**Objective**
Beginning with the line containing "Task: confirm every instance of the green herb" and ending with the last line of the records, set down every line exactly.

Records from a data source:
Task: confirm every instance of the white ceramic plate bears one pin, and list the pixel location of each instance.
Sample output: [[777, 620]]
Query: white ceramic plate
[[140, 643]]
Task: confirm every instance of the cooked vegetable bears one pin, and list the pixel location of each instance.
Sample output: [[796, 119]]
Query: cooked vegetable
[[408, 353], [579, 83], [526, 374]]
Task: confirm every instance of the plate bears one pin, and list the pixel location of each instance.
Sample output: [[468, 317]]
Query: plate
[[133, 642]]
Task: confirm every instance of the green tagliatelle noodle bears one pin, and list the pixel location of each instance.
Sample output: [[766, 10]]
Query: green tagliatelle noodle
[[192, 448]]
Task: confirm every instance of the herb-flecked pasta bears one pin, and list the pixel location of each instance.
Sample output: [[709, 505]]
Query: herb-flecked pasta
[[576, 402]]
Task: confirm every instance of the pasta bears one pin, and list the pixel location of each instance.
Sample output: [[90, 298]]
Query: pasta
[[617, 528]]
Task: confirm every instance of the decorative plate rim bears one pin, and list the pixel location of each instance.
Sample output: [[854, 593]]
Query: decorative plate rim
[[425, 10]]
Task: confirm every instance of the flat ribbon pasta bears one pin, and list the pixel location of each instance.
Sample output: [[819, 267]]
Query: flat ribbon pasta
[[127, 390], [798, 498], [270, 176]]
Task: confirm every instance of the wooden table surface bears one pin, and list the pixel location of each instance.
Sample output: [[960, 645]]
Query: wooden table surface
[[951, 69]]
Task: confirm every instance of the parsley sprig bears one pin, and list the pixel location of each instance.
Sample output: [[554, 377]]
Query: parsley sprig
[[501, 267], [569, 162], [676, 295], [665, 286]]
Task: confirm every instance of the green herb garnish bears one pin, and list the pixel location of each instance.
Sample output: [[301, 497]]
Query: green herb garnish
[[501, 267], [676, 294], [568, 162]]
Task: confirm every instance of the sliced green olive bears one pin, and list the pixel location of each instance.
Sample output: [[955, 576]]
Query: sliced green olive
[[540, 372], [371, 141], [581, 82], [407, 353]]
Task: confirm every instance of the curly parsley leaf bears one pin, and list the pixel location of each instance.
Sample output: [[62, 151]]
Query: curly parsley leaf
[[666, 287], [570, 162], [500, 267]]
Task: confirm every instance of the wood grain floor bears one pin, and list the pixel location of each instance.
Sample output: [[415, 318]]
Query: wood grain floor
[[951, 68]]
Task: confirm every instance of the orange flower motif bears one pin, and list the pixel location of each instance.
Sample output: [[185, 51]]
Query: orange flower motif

**Expected answer**
Task: confirm every instance of the green herb garnish bears one pin, and list the pixel location of each instance.
Sample output: [[301, 497]]
Query: green herb garnish
[[501, 267], [676, 294], [568, 162]]
Task: confirm every instance of the sliced green olive bears one pin, and list the pixel location of each instance.
Sample output: [[955, 576]]
Query: sliced green olive
[[540, 372], [371, 141], [581, 82], [407, 353]]
Task: confirm every instance of the curly parsley leaf bears one pin, and list the pixel location of each instance.
Sample output: [[62, 151]]
Query: curly parsley leaf
[[666, 287], [570, 162], [500, 267]]
Task: confirm every instance of the wood grain floor bears one pin, and list the pixel location of each instance.
Sample output: [[415, 318]]
Query: wood grain floor
[[951, 68]]
Task: confirm every instance of the orange flower motif bears one pin, and list the pixel location of each instance.
Sample output: [[185, 51]]
Query: orange flower motif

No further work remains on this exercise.